Can you copy the items from the very beginning through the line containing "[(27, 231), (785, 223), (979, 185), (884, 198), (141, 209)]", putting "entrance" wherever "doorway" appears and keeping everything else the same, with the pictures omitted?

■ **Data supplied**
-------
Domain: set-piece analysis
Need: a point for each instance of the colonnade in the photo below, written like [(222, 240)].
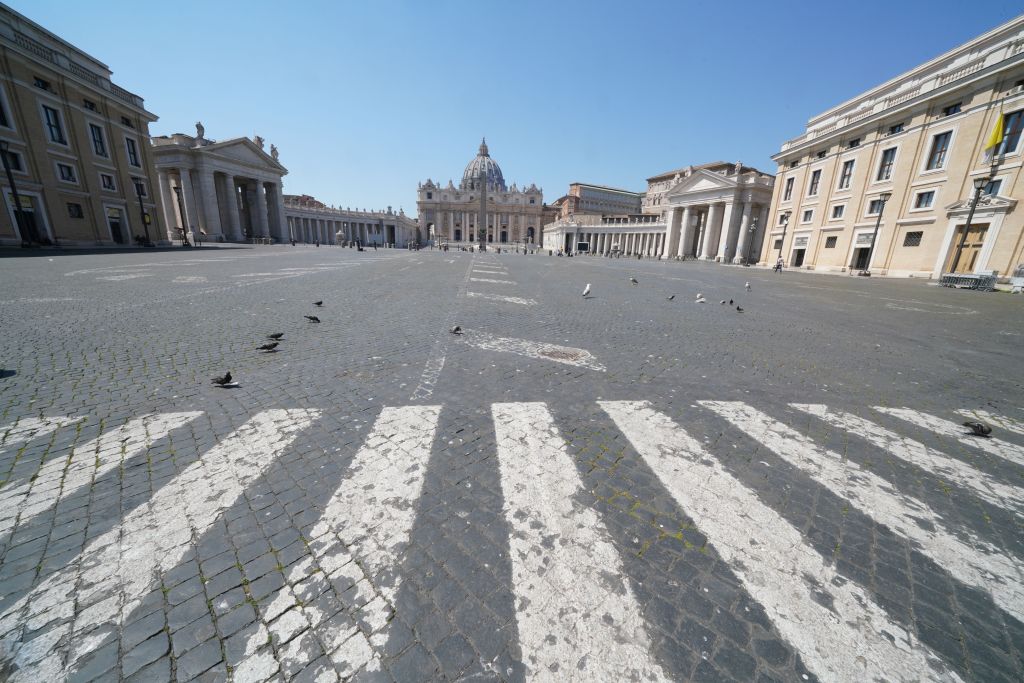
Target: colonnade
[(220, 206)]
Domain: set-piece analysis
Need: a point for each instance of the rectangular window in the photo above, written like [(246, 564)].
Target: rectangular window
[(886, 166), (815, 178), (67, 172), (846, 175), (53, 127), (940, 147), (1012, 125), (98, 143), (132, 152)]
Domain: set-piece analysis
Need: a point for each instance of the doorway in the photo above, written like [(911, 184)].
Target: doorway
[(972, 249)]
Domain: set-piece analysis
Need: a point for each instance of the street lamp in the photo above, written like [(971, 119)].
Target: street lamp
[(27, 231), (785, 223), (979, 185), (884, 198), (141, 209)]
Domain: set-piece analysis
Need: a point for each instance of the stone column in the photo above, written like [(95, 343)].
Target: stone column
[(211, 214), (262, 225), (743, 239), (710, 231)]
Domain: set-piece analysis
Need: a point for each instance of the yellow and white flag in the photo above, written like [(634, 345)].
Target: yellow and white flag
[(995, 139)]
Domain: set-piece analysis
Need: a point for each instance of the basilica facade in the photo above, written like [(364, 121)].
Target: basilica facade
[(481, 208)]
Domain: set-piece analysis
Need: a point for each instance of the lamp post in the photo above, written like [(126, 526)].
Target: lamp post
[(979, 185), (25, 230), (141, 209), (785, 224), (750, 242), (884, 198)]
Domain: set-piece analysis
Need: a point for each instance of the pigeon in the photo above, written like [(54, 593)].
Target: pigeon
[(978, 428)]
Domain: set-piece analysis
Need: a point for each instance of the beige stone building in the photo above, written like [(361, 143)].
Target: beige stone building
[(905, 157), (448, 213), (75, 142)]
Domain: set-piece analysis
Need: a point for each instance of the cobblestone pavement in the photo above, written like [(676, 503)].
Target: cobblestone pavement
[(608, 488)]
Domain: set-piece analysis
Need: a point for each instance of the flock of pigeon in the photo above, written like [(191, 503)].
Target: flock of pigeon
[(635, 283), (225, 381)]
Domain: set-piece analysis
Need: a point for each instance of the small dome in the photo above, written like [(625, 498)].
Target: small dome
[(482, 164)]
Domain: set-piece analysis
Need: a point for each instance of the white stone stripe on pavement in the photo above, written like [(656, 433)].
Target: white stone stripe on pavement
[(999, 421), (852, 638), (997, 447), (972, 560), (952, 470), (360, 537), (60, 477), (26, 429), (119, 567), (565, 354), (577, 615)]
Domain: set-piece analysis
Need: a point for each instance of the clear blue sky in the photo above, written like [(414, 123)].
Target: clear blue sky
[(367, 98)]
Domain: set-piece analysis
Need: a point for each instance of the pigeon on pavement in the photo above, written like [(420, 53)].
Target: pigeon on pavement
[(978, 428)]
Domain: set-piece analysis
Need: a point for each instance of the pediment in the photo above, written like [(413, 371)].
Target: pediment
[(700, 181)]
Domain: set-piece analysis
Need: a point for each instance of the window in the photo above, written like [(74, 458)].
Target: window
[(67, 172), (53, 127), (1012, 124), (815, 179), (846, 175), (13, 160), (940, 147), (924, 200), (886, 167), (98, 143), (132, 152), (912, 239)]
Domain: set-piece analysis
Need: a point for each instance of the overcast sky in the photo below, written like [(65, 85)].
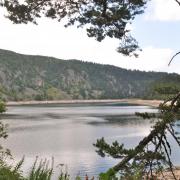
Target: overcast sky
[(157, 31)]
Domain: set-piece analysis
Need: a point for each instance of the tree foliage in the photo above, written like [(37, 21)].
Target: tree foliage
[(101, 18), (153, 153)]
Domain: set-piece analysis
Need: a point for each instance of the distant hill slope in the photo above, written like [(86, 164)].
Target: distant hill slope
[(25, 77)]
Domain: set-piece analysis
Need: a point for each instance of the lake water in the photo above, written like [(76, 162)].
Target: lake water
[(67, 133)]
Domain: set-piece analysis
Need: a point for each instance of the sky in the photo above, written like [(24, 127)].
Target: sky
[(157, 32)]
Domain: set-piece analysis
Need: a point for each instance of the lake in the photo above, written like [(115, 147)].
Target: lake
[(67, 133)]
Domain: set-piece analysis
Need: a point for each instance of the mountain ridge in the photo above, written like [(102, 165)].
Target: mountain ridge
[(36, 77)]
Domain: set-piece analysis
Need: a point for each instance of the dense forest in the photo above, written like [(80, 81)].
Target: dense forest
[(26, 77)]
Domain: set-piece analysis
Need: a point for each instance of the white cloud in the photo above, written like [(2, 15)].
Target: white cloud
[(163, 10)]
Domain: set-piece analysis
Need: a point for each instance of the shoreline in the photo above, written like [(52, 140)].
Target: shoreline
[(153, 103)]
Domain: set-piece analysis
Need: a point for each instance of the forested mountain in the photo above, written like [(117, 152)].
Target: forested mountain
[(26, 77)]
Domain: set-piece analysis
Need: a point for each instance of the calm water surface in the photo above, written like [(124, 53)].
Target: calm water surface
[(67, 133)]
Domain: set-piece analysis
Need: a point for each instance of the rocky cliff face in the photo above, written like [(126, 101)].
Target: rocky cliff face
[(24, 77)]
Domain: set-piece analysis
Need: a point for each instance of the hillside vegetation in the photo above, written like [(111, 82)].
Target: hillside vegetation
[(26, 77)]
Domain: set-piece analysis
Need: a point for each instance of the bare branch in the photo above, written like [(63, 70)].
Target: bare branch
[(178, 2), (174, 55)]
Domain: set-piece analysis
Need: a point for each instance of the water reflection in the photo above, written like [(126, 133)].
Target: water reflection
[(68, 132)]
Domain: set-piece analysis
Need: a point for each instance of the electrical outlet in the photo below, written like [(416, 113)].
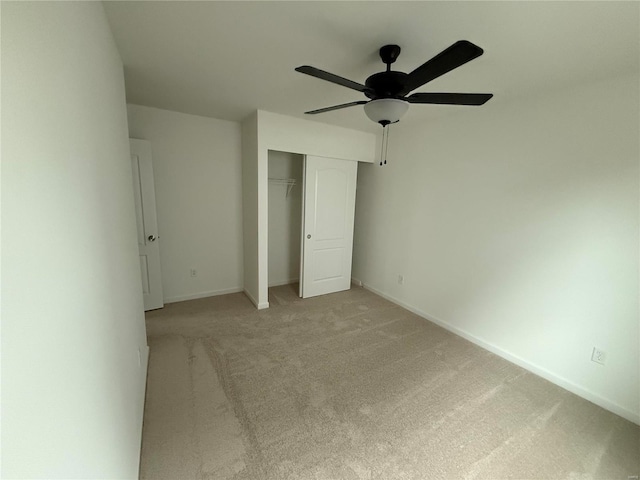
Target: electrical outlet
[(598, 356)]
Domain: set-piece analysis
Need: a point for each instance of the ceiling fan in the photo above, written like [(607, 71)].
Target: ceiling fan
[(387, 91)]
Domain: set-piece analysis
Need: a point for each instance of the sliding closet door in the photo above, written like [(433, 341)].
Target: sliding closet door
[(327, 242)]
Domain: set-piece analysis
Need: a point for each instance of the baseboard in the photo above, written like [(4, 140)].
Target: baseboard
[(194, 296), (279, 283), (259, 306), (541, 372)]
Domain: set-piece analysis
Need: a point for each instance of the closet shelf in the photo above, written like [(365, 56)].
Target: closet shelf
[(289, 182)]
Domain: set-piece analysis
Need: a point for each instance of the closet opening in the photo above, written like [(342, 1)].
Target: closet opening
[(285, 223)]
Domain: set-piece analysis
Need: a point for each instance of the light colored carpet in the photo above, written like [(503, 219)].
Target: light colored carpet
[(350, 386)]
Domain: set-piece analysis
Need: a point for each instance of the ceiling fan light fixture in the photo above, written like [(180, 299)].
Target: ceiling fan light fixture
[(386, 110)]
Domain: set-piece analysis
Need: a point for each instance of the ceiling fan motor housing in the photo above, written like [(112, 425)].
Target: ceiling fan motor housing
[(385, 85)]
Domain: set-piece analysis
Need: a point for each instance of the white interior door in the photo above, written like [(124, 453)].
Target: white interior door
[(148, 241), (328, 214)]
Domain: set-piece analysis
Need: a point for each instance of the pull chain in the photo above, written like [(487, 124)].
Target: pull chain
[(386, 148), (385, 144)]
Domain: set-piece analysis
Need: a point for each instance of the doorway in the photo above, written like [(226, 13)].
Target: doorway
[(285, 217)]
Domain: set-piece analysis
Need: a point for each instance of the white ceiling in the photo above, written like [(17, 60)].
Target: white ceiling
[(227, 59)]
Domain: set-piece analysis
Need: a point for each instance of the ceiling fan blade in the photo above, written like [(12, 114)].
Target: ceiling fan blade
[(456, 55), (336, 107), (450, 98), (330, 77)]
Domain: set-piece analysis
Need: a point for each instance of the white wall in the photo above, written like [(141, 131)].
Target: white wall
[(250, 232), (285, 218), (197, 170), (516, 226), (72, 314)]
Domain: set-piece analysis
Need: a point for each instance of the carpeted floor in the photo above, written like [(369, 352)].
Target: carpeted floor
[(351, 386)]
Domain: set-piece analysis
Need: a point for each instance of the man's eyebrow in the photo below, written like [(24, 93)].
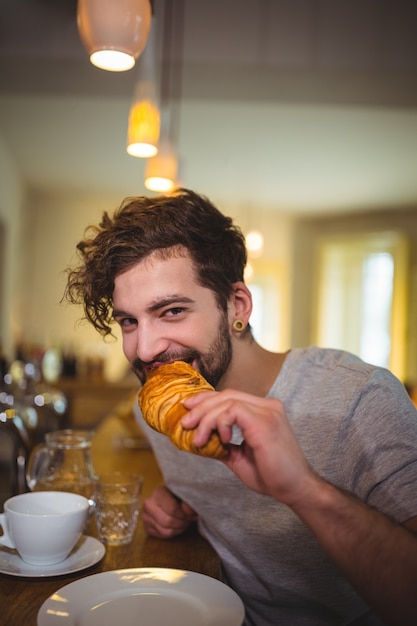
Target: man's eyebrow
[(120, 313), (157, 304), (169, 300)]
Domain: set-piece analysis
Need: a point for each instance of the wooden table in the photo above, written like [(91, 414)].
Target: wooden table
[(21, 598)]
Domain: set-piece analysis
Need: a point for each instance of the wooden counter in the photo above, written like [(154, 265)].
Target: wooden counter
[(21, 598)]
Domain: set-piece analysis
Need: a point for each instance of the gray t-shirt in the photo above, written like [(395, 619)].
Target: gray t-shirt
[(358, 430)]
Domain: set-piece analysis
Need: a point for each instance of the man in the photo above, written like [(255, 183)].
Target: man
[(314, 510)]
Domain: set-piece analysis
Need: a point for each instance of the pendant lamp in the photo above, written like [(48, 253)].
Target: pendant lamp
[(114, 32), (144, 118), (162, 170)]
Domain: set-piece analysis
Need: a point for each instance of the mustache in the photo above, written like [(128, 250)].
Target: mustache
[(140, 367)]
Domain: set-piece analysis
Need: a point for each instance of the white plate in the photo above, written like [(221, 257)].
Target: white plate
[(145, 596), (86, 552)]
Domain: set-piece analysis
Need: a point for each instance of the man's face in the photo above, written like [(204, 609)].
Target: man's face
[(165, 315)]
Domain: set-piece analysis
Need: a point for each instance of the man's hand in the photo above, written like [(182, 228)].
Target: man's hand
[(165, 516)]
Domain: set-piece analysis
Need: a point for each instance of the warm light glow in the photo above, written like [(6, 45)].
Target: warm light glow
[(112, 60), (162, 170), (114, 32), (143, 129), (248, 272), (254, 243)]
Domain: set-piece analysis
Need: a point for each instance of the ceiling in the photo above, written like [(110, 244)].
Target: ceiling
[(299, 106)]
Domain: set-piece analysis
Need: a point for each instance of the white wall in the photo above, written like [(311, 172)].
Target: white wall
[(11, 209)]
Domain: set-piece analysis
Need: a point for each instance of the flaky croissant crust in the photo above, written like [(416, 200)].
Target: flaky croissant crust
[(160, 400)]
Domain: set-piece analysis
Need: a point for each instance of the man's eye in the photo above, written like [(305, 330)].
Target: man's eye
[(174, 311), (127, 321)]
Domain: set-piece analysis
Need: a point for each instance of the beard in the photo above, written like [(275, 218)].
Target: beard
[(211, 364)]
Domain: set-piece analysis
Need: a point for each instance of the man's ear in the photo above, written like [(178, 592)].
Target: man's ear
[(240, 306)]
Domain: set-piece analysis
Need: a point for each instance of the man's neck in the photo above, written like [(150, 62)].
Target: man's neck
[(252, 369)]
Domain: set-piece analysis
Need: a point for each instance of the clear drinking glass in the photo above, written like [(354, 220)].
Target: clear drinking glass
[(117, 506)]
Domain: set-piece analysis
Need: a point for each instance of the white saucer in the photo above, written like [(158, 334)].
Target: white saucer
[(86, 552), (150, 596)]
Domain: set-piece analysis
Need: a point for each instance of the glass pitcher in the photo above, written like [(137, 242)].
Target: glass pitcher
[(63, 463)]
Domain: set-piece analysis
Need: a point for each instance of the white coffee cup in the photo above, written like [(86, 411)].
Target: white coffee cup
[(43, 526)]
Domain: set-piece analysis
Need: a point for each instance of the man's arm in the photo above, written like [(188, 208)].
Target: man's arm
[(376, 555)]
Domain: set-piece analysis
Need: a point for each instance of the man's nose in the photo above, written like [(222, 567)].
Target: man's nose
[(150, 344)]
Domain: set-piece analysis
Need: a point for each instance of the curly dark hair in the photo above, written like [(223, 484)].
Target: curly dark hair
[(139, 227)]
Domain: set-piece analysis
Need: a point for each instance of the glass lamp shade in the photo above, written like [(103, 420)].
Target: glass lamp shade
[(114, 32), (144, 125), (161, 170)]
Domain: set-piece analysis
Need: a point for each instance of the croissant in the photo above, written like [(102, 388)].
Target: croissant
[(160, 400)]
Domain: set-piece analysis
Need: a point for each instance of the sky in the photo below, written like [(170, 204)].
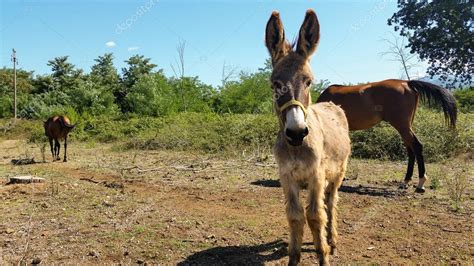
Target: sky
[(215, 33)]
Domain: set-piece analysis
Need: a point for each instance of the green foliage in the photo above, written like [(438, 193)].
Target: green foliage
[(152, 96), (138, 67), (251, 94), (440, 32), (465, 99)]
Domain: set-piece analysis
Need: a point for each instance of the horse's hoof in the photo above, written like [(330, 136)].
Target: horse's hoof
[(420, 190)]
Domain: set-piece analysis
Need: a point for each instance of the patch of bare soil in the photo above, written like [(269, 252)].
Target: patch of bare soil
[(107, 206)]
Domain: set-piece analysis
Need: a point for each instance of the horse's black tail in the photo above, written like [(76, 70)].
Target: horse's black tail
[(436, 96), (66, 124)]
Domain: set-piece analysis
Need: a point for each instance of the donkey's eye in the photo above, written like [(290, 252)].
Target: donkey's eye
[(276, 85)]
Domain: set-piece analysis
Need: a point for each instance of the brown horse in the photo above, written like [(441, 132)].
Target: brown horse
[(313, 144), (57, 128), (393, 101)]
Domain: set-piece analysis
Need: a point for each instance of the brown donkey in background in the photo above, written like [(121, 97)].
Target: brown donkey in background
[(57, 128), (394, 101), (313, 144)]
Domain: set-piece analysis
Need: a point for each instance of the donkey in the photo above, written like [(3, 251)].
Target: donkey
[(313, 144), (57, 128)]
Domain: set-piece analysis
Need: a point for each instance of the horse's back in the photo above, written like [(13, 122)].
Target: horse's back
[(335, 129), (367, 104), (55, 127)]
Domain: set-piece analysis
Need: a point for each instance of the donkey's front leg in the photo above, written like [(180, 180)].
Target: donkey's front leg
[(295, 216), (317, 217)]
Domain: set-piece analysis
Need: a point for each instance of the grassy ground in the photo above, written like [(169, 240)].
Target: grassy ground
[(108, 205)]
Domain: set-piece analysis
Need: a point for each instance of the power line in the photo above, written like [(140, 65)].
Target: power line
[(14, 80)]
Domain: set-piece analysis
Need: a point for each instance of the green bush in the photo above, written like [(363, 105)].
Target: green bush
[(465, 98), (210, 132)]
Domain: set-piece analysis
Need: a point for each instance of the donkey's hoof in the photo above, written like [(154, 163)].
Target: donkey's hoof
[(333, 251), (403, 186), (293, 262), (420, 190)]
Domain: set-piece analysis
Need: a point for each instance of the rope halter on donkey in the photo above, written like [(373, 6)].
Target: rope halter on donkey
[(294, 103)]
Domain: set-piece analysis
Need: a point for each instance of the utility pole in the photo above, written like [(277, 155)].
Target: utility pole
[(14, 80)]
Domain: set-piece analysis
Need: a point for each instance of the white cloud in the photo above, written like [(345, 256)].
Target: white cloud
[(110, 44)]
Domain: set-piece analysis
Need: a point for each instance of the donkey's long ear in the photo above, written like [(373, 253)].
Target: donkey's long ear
[(275, 38), (309, 35)]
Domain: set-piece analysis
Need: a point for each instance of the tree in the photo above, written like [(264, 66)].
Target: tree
[(64, 75), (442, 32), (104, 73), (398, 52), (138, 66), (250, 94), (152, 95), (24, 85)]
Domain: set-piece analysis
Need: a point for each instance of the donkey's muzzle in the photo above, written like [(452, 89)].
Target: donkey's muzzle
[(296, 137)]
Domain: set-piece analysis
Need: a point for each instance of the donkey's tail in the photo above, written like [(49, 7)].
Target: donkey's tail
[(436, 96)]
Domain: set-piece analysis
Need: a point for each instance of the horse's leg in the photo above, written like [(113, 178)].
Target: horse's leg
[(295, 216), (65, 149), (411, 164), (52, 147), (418, 148), (317, 216), (414, 150), (331, 200)]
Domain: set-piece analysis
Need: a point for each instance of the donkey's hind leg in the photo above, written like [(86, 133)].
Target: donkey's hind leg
[(52, 148), (295, 216), (317, 217), (57, 147), (331, 199)]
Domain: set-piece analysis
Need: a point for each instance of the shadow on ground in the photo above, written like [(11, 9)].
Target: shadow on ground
[(388, 192), (238, 255), (243, 255), (266, 183), (372, 191)]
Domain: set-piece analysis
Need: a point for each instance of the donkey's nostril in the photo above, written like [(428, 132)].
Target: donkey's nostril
[(295, 137), (305, 132)]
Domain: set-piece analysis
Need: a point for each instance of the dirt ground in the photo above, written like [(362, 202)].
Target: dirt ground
[(112, 206)]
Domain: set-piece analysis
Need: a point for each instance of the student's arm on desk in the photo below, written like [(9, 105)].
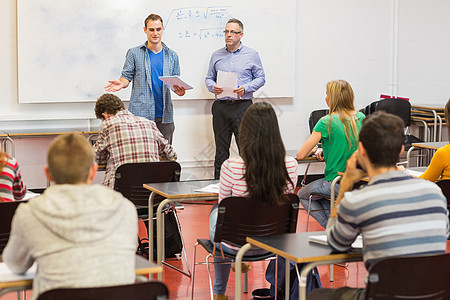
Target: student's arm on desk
[(17, 253), (309, 146)]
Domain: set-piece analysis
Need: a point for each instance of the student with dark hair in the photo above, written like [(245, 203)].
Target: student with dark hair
[(263, 172), (439, 168), (338, 133), (396, 214), (125, 138), (79, 234), (11, 184)]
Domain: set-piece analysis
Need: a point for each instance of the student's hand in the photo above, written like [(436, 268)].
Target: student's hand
[(180, 91), (240, 90), (319, 155), (352, 173), (217, 90), (114, 86)]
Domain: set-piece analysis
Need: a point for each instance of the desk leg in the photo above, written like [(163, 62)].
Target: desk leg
[(238, 271), (151, 246), (160, 235)]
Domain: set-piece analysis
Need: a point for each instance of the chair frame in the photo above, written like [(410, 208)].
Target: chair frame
[(234, 225), (424, 277)]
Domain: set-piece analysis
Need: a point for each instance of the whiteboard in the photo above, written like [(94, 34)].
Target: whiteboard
[(68, 50)]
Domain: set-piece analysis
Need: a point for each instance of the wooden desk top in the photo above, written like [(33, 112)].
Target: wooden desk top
[(296, 247), (181, 189), (430, 145), (46, 132), (143, 267)]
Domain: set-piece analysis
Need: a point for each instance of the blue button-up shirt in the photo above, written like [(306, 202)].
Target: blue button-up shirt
-------
■ **The result**
Domain: set-piece analysis
Need: a point for each instance of the colonnade in the photo below, written like [(222, 240)].
Target: colonnade
[(220, 206)]
Domain: set-piece analysis
Need: a point for each instance of the rectangular window in the photo above, written like [(246, 564)].
Target: rectangular window
[(886, 166), (815, 178), (67, 172), (846, 175), (53, 127), (940, 147), (1012, 125), (98, 143), (132, 152)]
Domain: set-piece analysis
Need: a point for each instance of the entrance in the photo above, written like [(911, 184)].
Target: entrance
[(972, 249)]
Domain: set-piece analysis
Need: a point for each instance of the street lamp in the photo above, written like [(971, 119)].
Target: street lamp
[(27, 231), (785, 223), (979, 185), (884, 198), (141, 209)]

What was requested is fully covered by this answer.